- [WORK INSTRUCTIONS]: Without omitting anything, copy the data exactly.

** DATA EXCERPTS follows **

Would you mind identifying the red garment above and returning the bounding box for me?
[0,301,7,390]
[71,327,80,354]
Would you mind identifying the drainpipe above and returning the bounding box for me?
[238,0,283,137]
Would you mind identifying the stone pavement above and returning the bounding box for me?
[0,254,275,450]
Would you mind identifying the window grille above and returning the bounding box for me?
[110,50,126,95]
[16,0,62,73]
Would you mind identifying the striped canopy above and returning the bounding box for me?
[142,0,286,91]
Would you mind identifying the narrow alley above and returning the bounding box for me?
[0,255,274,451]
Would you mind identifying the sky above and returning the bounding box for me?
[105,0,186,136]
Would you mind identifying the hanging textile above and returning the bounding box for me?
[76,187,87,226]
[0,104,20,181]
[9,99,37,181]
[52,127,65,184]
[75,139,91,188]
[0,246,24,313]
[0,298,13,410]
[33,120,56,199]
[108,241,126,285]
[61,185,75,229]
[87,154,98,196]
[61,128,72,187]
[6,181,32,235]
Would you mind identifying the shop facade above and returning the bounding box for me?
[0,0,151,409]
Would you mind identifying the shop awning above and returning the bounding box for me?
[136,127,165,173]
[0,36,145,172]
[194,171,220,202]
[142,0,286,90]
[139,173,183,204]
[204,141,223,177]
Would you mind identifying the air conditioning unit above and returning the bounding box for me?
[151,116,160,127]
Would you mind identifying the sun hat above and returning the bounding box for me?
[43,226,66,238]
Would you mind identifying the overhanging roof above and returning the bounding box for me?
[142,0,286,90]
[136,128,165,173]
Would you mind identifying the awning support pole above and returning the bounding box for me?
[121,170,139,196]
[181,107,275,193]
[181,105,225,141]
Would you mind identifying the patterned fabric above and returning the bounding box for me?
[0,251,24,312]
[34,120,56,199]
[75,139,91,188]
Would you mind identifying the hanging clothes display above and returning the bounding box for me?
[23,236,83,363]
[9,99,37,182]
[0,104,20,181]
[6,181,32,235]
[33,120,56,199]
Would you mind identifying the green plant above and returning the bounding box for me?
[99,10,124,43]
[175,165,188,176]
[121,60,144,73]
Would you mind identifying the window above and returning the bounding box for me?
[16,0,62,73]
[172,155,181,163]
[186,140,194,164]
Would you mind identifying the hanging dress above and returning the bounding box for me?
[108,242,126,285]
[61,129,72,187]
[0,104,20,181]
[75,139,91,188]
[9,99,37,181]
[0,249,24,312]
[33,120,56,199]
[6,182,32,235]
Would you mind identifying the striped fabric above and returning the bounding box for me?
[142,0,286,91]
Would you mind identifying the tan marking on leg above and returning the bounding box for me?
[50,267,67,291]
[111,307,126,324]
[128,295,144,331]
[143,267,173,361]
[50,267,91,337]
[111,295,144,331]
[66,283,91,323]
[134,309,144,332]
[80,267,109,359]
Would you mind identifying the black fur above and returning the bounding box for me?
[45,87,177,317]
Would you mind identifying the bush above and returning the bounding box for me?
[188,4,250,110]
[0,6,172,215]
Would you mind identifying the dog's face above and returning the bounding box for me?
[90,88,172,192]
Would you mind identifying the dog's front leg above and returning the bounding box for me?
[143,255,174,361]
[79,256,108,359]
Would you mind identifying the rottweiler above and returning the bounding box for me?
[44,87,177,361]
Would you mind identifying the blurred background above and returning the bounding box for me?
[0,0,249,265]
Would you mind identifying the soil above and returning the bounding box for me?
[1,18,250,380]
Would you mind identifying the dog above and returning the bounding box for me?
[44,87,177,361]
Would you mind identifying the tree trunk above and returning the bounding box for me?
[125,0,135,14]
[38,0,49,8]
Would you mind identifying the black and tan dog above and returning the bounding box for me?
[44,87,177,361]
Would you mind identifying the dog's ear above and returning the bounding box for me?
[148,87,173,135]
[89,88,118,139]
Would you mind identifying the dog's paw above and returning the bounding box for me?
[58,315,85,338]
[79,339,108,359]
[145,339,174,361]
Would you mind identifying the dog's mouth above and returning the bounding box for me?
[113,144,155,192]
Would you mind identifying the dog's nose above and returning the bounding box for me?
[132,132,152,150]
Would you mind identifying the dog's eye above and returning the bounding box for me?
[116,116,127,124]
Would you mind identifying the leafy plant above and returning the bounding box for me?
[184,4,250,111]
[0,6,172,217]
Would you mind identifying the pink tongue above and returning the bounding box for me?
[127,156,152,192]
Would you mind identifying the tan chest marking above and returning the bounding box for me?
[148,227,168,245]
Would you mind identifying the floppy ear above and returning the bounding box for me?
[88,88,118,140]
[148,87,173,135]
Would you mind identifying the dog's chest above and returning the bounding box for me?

** End of DATA EXCERPTS **

- [SOLUTION BELOW]:
Would you mind identifying the red garment above and returning the bounding box for me?
[0,301,7,390]
[71,327,80,354]
Would you mind identifying the drainpipe above and returning the bounding box for me?
[238,0,283,137]
Would you mind identifying the stone pavement above and returning the bounding box for me?
[0,254,275,450]
Would you mind identifying the window grille above and returning the bounding box for me?
[110,50,126,95]
[16,0,62,73]
Would you mind identifying the striped canopy above and returning the bounding box for me?
[142,0,286,91]
Would you mind identifying the narrow alley above and returning the bounding box for me?
[0,255,274,451]
Would you mind identifying the sky above and returning the bounding box for me?
[105,0,186,136]
Would you mind identifying the hanging textile above and returning the bounding box for me?
[76,187,87,226]
[0,104,20,181]
[9,99,37,181]
[52,127,65,184]
[75,139,91,188]
[0,246,24,313]
[0,298,13,410]
[33,120,56,199]
[108,241,126,285]
[61,185,75,229]
[87,154,98,196]
[61,128,72,187]
[6,181,32,235]
Would you mind identifying the shop facade above and returning the bounding box for me?
[0,0,151,409]
Would you mind identifying the shop awning above and returning the bounding box for me?
[136,127,165,173]
[0,36,145,172]
[194,171,220,202]
[142,0,286,90]
[139,173,183,204]
[204,141,223,177]
Would you mind identifying the air conditioning unit above and returning the bounding box for me?
[151,116,160,127]
Would you mind identifying the sun hat above and returning the bounding box for me?
[43,226,66,238]
Would you mind identifying the overhanging roof above and returning the bounding box for me?
[142,0,286,90]
[136,128,165,173]
Would you mind identifying the awning support pole above and returning the bounding box for me?
[121,170,139,196]
[181,107,275,193]
[181,105,225,141]
Would you mind identifying the patterned fabric above and returning the bounding box for me?
[0,251,24,312]
[34,120,56,199]
[75,139,91,188]
Would you mind identifying the hanging clothes display above and returning the bounding box for me?
[23,236,83,363]
[9,99,37,182]
[0,104,20,181]
[6,181,32,235]
[33,120,56,199]
Would you mind identifying the green plant above and returning the bounding box for me?
[99,10,124,43]
[175,165,188,176]
[121,60,144,73]
Would you mind identifying the window above and returning the bounding box for me?
[16,0,62,73]
[172,155,181,163]
[186,140,194,164]
Would you mind identifying the hanging dress above and returning the bounding box for me?
[108,242,126,285]
[61,129,72,187]
[0,104,20,181]
[75,139,91,188]
[9,99,37,181]
[0,249,24,312]
[33,120,56,199]
[6,182,32,235]
Would you mind identifying the striped fabric above and returning the bounding box for me?
[142,0,286,91]
Would you mind identifying the tan marking on leg above and returning the bounding box for me?
[50,267,67,291]
[111,307,126,324]
[128,295,144,331]
[143,267,173,361]
[50,267,91,337]
[111,295,144,331]
[66,283,91,323]
[134,309,144,332]
[80,267,109,359]
Would you mind identifying the black fur above and returning the bounding box for me?
[45,87,177,317]
Would you mind identifying the bush above and returning the bounding box for me?
[188,4,250,110]
[0,6,172,215]
Would you mind identifying the dog's face above and returning the bounding box for me?
[90,88,172,192]
Would you mind identifying the dog's front leg above and returning the bounding box for me?
[143,255,174,361]
[79,256,108,359]
Would you mind identifying the rottweiler above and returning the bounding box for me?
[44,87,177,361]
Would you mind identifying the blurred background above and returning the bounding box for me?
[0,0,249,265]
Would you mind identifying the soil above and returning the bounding box for me?
[1,18,250,380]
Would you mind identifying the dog above and returning the bounding box for me?
[44,87,177,361]
Would you mind identifying the tree trunk above and returning the bounding box for me?
[125,0,135,14]
[38,0,49,8]
Would you mind identifying the black and tan dog above and returning the bounding box for me?
[44,87,177,361]
Would you mind identifying the dog's ear above and returning the bounding box for me?
[148,87,173,135]
[89,88,118,139]
Would you mind identifying the dog's paw above and returning the bounding box for me?
[58,315,85,338]
[79,339,108,359]
[145,339,174,361]
Would you mind identifying the dog's mouth above and returning the bounding box for me?
[113,144,155,192]
Would you mind identifying the dog's nose above and returning the bounding box for me?
[132,132,152,150]
Would you mind identifying the dog's eye above and returning the bounding box for me?
[116,116,127,124]
Would you mind identifying the leafy plant above and returning the bounding box for me?
[184,4,250,111]
[0,6,172,217]
Would you mind identifying the pink tongue above and returning the bounding box for me?
[127,156,152,192]
Would you mind identifying the tan chest marking above and returning the bounding box for me?
[148,227,168,245]
Would you mind identifying the floppy ear above and returning the bounding box for me?
[88,88,118,140]
[148,87,173,135]
Would you mind identifying the dog's chest above and returning the bounding box for me?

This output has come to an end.